§ **What you should do**:
Copy the data below exactly.
'''
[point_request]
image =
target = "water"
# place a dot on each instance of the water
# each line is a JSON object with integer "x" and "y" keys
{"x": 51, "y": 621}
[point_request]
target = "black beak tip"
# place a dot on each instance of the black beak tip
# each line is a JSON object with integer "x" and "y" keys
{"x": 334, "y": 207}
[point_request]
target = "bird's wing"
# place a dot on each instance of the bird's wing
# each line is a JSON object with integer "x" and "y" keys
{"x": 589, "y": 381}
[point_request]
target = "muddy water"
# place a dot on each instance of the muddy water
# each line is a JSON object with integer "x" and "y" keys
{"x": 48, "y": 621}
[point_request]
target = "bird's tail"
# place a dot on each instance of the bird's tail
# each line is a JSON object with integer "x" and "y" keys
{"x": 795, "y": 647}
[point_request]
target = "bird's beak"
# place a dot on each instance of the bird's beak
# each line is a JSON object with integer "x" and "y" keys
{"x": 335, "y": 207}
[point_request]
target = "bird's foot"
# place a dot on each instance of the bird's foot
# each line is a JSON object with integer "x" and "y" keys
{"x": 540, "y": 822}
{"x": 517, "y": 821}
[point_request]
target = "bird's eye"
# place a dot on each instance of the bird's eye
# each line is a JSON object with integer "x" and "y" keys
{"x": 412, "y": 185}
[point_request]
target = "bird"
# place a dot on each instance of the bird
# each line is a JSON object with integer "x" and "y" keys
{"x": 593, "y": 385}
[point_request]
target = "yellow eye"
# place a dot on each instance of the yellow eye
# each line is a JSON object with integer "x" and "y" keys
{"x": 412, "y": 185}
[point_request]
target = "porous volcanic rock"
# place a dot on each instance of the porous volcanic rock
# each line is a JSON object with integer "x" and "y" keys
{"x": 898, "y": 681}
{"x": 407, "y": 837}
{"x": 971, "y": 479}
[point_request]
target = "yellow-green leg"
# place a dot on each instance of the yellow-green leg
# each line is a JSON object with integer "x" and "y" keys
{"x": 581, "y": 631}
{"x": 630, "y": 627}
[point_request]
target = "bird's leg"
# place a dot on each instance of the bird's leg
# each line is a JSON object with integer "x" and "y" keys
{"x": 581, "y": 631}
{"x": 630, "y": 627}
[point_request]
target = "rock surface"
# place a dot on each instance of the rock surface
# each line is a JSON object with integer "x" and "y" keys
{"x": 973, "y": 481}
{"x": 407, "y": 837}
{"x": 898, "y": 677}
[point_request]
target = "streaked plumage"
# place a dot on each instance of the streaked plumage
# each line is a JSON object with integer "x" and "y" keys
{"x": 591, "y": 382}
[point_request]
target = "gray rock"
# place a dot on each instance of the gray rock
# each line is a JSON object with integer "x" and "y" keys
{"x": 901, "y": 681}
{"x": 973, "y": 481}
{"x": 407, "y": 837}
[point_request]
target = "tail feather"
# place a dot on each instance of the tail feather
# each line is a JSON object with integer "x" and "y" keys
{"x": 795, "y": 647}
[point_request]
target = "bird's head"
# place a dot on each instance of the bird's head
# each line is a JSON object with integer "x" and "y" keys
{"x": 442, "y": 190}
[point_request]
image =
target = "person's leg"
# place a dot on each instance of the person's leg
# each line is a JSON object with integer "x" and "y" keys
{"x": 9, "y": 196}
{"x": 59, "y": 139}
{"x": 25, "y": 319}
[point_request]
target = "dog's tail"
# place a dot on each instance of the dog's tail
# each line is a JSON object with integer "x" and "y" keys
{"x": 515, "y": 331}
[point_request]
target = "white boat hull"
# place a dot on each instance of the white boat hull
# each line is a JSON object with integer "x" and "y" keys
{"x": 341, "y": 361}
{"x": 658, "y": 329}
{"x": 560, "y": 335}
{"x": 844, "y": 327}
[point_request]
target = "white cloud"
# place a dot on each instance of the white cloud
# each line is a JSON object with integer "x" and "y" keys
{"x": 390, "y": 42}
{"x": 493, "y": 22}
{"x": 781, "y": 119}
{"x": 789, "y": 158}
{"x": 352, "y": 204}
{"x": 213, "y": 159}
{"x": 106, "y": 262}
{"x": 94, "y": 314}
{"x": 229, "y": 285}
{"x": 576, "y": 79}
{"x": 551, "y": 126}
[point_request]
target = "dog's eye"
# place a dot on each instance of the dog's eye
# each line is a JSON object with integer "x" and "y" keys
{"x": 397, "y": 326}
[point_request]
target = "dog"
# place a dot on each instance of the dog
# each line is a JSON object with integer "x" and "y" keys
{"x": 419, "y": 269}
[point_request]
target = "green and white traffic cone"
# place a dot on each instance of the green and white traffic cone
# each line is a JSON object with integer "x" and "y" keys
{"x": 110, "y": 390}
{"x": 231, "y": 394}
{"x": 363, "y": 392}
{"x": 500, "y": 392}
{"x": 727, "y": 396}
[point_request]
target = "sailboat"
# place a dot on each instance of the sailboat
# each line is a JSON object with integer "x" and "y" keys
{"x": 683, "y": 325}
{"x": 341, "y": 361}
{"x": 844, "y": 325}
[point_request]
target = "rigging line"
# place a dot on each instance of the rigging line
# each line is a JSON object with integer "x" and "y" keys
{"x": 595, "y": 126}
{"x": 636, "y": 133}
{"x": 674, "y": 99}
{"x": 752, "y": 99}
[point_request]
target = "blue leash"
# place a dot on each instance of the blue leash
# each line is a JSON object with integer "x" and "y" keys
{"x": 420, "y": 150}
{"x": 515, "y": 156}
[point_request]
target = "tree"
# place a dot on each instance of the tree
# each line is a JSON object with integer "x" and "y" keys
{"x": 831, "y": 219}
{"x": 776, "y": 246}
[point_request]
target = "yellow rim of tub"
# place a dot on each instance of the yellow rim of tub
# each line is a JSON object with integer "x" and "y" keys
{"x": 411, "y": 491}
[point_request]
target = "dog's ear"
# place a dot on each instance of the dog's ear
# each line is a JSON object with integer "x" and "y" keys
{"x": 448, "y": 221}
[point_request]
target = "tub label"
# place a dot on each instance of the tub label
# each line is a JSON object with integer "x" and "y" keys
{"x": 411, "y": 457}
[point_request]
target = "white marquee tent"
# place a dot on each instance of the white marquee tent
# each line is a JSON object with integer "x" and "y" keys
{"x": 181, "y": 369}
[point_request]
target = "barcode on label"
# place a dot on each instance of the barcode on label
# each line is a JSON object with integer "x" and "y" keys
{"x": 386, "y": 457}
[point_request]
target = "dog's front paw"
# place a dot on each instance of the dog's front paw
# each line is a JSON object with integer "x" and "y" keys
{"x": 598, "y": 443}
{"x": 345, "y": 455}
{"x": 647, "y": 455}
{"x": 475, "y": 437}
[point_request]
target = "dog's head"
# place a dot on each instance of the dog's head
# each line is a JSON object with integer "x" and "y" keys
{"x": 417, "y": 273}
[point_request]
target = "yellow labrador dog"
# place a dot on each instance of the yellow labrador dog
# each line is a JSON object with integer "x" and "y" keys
'''
§ **Reply to the exercise**:
[point_request]
image =
target = "water"
# place a dot on each instance of the water
# each line is a JSON object with integer "x" and "y" keys
{"x": 51, "y": 621}
[point_request]
target = "black beak tip"
# place a dot on each instance of the black beak tip
# each line is a JSON object with integer "x" and "y" keys
{"x": 334, "y": 207}
[point_request]
target = "bird's wing"
# place a dot on each instance of the bird's wing
# each line is a JSON object with integer "x" and "y" keys
{"x": 589, "y": 381}
[point_request]
target = "muddy water"
# place a dot on each instance of the muddy water
# each line is a JSON object with integer "x" and "y" keys
{"x": 48, "y": 621}
[point_request]
target = "bird's tail"
# place a dot on each instance of the bird's tail
# each line is a JSON object with integer "x" and "y" keys
{"x": 795, "y": 647}
[point_request]
target = "bird's beak"
# place a dot on each instance of the bird's beak
# each line is a JSON object with integer "x" and "y" keys
{"x": 335, "y": 207}
[point_request]
target = "bird's foot"
# place a dot on each instance of the bird's foot
# each line is a JSON object with integer "x" and "y" keys
{"x": 540, "y": 822}
{"x": 517, "y": 821}
[point_request]
target = "bird's eye"
# place a dot on each instance of the bird's eye
# each line is a JSON object with integer "x" and "y" keys
{"x": 412, "y": 185}
[point_request]
target = "bird"
# place a dot on each instance of the bird
# each line is a JSON object with integer "x" and "y" keys
{"x": 593, "y": 385}
[point_request]
target = "yellow eye"
# place a dot on each instance of the yellow eye
# each line is a JSON object with integer "x" and "y" keys
{"x": 412, "y": 185}
[point_request]
target = "porous volcanic rock"
# place a dot on each instance of the porous volcanic rock
# each line is a JSON object with integer "x" and "y" keys
{"x": 898, "y": 681}
{"x": 407, "y": 837}
{"x": 971, "y": 479}
[point_request]
target = "yellow-green leg"
# place a dot on each instance of the yellow-green leg
# each line is a JSON object with integer "x" and "y" keys
{"x": 581, "y": 631}
{"x": 630, "y": 627}
[point_request]
target = "bird's leg"
# place a dot on each instance of the bird's leg
# each line is a JSON object with integer "x" and "y" keys
{"x": 581, "y": 631}
{"x": 630, "y": 627}
[point_request]
target = "rock surface"
# place a dot on each instance of the rock surface
# each line is a JSON object with integer "x" and "y" keys
{"x": 973, "y": 481}
{"x": 407, "y": 837}
{"x": 898, "y": 677}
[point_request]
target = "streaked plumage"
# place a dot on each instance of the streaked plumage
# each line is a JSON object with integer "x" and "y" keys
{"x": 591, "y": 382}
[point_request]
target = "gray rock"
# place a dot on each instance of the gray rock
# each line is a JSON object with integer "x" and "y" keys
{"x": 901, "y": 681}
{"x": 973, "y": 481}
{"x": 407, "y": 837}
[point_request]
target = "tail feather"
# place a dot on each instance of the tail feather
# each line is a JSON object with integer "x" and "y" keys
{"x": 795, "y": 647}
[point_request]
target = "bird's head"
# place a dot on each instance of the bird's head
# each line is a JSON object with integer "x" and "y" keys
{"x": 442, "y": 190}
[point_request]
image =
target = "person's leg"
# place a dot on each instance of the person's leg
# each line is a JSON object with integer "x" and "y" keys
{"x": 9, "y": 196}
{"x": 59, "y": 139}
{"x": 25, "y": 319}
[point_request]
target = "dog's tail"
# place a dot on each instance of the dog's tail
# each line is a JSON object with integer "x" and "y" keys
{"x": 515, "y": 331}
[point_request]
target = "white boat hull"
# place a dot on each instance of the white boat hull
# each line is a JSON object with integer "x" and "y" keys
{"x": 341, "y": 361}
{"x": 658, "y": 329}
{"x": 560, "y": 335}
{"x": 844, "y": 327}
[point_request]
target = "white cloud"
# place a dot on each instance of the white cloud
# each line is a JSON object with integer "x" and "y" keys
{"x": 390, "y": 42}
{"x": 493, "y": 22}
{"x": 781, "y": 119}
{"x": 789, "y": 158}
{"x": 352, "y": 204}
{"x": 213, "y": 159}
{"x": 106, "y": 262}
{"x": 94, "y": 314}
{"x": 229, "y": 285}
{"x": 576, "y": 79}
{"x": 551, "y": 126}
[point_request]
target = "dog's eye"
# place a dot on each instance of the dog's eye
# each line is a JSON object with integer "x" and "y" keys
{"x": 397, "y": 326}
[point_request]
target = "dog"
# place a dot on each instance of the dog
# each line is a JSON object with integer "x" and "y" keys
{"x": 419, "y": 269}
[point_request]
target = "green and white traffic cone"
# place a dot on each instance of the green and white traffic cone
# each line is a JSON object with integer "x" and "y" keys
{"x": 110, "y": 390}
{"x": 231, "y": 394}
{"x": 363, "y": 392}
{"x": 500, "y": 392}
{"x": 727, "y": 396}
[point_request]
target = "sailboat"
# place a dot on each instance of the sailboat
# each line is a JSON object with integer "x" and "y" keys
{"x": 683, "y": 325}
{"x": 341, "y": 361}
{"x": 844, "y": 325}
[point_request]
target = "rigging line"
# place a dot on each instance of the rigging line
# each line is a JSON object with integer "x" and "y" keys
{"x": 595, "y": 126}
{"x": 636, "y": 133}
{"x": 674, "y": 99}
{"x": 752, "y": 99}
[point_request]
target = "blue leash"
# place a dot on each instance of the blue leash
# each line is a JSON object with integer "x" and "y" keys
{"x": 420, "y": 150}
{"x": 515, "y": 156}
[point_request]
target = "tree"
# place a dot on each instance of the tree
# each line is a JSON object with integer "x" and "y" keys
{"x": 831, "y": 219}
{"x": 776, "y": 246}
[point_request]
target = "yellow rim of tub"
# place a dot on each instance of the yellow rim of tub
# each line is a JSON object with integer "x" and "y" keys
{"x": 411, "y": 491}
[point_request]
target = "dog's ear"
# place a dot on each instance of the dog's ear
# each line is a JSON object with integer "x" and "y" keys
{"x": 448, "y": 221}
[point_request]
target = "tub label"
# place a dot on each instance of the tub label
# each line is a JSON object with integer "x" and "y" keys
{"x": 411, "y": 457}
[point_request]
target = "white marquee tent"
# place a dot on each instance of the white marquee tent
# each line is a JSON object with integer "x" and "y" keys
{"x": 181, "y": 369}
[point_request]
target = "barcode on label"
# place a dot on each instance of the barcode on label
# each line is a JSON object with integer "x" and "y" keys
{"x": 386, "y": 457}
[point_request]
target = "dog's front paw"
# place a dot on each instance of the dog's front paw
# each line is a JSON object with integer "x" and "y" keys
{"x": 598, "y": 443}
{"x": 345, "y": 455}
{"x": 647, "y": 455}
{"x": 475, "y": 437}
[point_request]
target = "dog's head"
# place a dot on each instance of the dog's head
# each line is a JSON object with integer "x" and "y" keys
{"x": 417, "y": 273}
[point_request]
target = "yellow labrador dog"
# place a dot on each instance of the yellow labrador dog
# each line is a JSON object with integer "x" and "y" keys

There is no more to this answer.